[Items from a box labeling dataset]
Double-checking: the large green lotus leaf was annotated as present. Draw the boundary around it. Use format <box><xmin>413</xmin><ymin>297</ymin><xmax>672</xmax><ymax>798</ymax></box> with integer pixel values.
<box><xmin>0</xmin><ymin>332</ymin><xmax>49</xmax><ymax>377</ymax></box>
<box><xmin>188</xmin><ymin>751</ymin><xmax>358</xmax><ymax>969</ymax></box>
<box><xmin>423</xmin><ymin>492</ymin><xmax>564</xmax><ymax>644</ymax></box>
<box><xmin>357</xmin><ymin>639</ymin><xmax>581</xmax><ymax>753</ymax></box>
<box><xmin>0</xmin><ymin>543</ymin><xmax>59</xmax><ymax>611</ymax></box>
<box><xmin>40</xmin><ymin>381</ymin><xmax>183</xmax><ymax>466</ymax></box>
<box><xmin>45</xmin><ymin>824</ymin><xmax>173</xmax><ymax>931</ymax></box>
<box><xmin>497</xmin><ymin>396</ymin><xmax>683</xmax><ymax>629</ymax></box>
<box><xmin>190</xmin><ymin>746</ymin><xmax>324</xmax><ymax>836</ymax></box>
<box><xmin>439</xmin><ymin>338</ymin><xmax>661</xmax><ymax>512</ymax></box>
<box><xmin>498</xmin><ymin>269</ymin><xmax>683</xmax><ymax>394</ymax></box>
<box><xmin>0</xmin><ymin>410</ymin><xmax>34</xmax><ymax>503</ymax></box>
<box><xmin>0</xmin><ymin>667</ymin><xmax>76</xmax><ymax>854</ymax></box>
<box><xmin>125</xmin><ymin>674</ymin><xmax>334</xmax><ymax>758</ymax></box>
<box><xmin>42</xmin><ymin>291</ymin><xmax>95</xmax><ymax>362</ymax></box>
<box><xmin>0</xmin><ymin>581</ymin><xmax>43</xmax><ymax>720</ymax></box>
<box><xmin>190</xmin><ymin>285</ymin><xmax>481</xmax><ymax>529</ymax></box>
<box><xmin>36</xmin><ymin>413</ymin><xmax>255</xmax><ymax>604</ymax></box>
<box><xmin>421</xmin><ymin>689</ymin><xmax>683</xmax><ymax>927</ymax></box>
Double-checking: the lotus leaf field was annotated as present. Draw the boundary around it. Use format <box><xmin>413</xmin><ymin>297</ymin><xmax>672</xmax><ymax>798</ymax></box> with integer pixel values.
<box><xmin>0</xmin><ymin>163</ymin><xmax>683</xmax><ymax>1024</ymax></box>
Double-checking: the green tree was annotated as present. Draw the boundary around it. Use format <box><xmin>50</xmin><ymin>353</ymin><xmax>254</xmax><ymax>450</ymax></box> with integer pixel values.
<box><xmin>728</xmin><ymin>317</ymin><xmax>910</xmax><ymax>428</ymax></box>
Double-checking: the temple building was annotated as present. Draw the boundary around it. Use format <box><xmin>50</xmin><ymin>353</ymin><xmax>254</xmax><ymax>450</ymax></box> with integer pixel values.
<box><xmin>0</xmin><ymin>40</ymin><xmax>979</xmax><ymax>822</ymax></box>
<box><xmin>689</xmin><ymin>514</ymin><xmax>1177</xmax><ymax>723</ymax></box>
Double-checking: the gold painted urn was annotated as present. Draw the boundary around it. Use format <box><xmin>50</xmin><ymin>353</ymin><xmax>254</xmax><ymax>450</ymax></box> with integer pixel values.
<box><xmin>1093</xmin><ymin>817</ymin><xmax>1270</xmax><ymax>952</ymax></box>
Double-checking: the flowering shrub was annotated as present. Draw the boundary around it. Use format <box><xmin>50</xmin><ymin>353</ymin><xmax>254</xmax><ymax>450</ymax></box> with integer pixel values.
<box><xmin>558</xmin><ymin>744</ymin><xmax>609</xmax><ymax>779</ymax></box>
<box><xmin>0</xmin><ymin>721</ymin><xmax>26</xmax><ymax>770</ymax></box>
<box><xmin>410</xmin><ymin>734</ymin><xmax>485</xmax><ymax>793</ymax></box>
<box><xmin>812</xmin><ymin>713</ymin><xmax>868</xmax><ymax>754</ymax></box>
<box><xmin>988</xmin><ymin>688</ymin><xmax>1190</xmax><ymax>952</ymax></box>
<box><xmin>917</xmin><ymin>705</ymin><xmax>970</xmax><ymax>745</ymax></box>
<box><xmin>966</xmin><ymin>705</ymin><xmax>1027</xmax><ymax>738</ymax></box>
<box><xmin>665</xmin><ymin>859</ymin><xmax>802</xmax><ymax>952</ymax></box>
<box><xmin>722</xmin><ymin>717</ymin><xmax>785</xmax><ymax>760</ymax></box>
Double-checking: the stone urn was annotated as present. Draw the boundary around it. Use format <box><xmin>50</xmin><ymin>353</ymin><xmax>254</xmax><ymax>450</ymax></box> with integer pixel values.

**DIRECTIONS FOR THIS TASK:**
Reproduce every line of the items from the one containing "Double-checking: the gold" through the end of the items, multiplying each box coordinate in the answers by 0.45 and rounding to whole numbers, halves up. Leave the lines that ask for a box unchanged, including their format samples.

**FINISHED ANSWER:**
Double-checking: the gold painted urn was annotated as present. Draw the boundary around it. Use format <box><xmin>50</xmin><ymin>353</ymin><xmax>254</xmax><ymax>450</ymax></box> with integer pixel values.
<box><xmin>492</xmin><ymin>368</ymin><xmax>572</xmax><ymax>428</ymax></box>
Double-checking: the flowering shrub was annotated as present. Draw the boundary around it. Use format <box><xmin>50</xmin><ymin>353</ymin><xmax>254</xmax><ymax>450</ymax></box> with integer pixel values.
<box><xmin>251</xmin><ymin>335</ymin><xmax>274</xmax><ymax>351</ymax></box>
<box><xmin>0</xmin><ymin>324</ymin><xmax>12</xmax><ymax>347</ymax></box>
<box><xmin>185</xmin><ymin>330</ymin><xmax>218</xmax><ymax>357</ymax></box>
<box><xmin>365</xmin><ymin>321</ymin><xmax>391</xmax><ymax>339</ymax></box>
<box><xmin>445</xmin><ymin>310</ymin><xmax>536</xmax><ymax>428</ymax></box>
<box><xmin>413</xmin><ymin>317</ymin><xmax>437</xmax><ymax>335</ymax></box>
<box><xmin>435</xmin><ymin>317</ymin><xmax>462</xmax><ymax>332</ymax></box>
<box><xmin>299</xmin><ymin>387</ymin><xmax>361</xmax><ymax>428</ymax></box>
<box><xmin>325</xmin><ymin>323</ymin><xmax>353</xmax><ymax>342</ymax></box>
Double-checking: the stone urn was annotated as present. Draw the boundary around it. Use format <box><xmin>50</xmin><ymin>353</ymin><xmax>254</xmax><ymax>450</ymax></box> with integer pixel values.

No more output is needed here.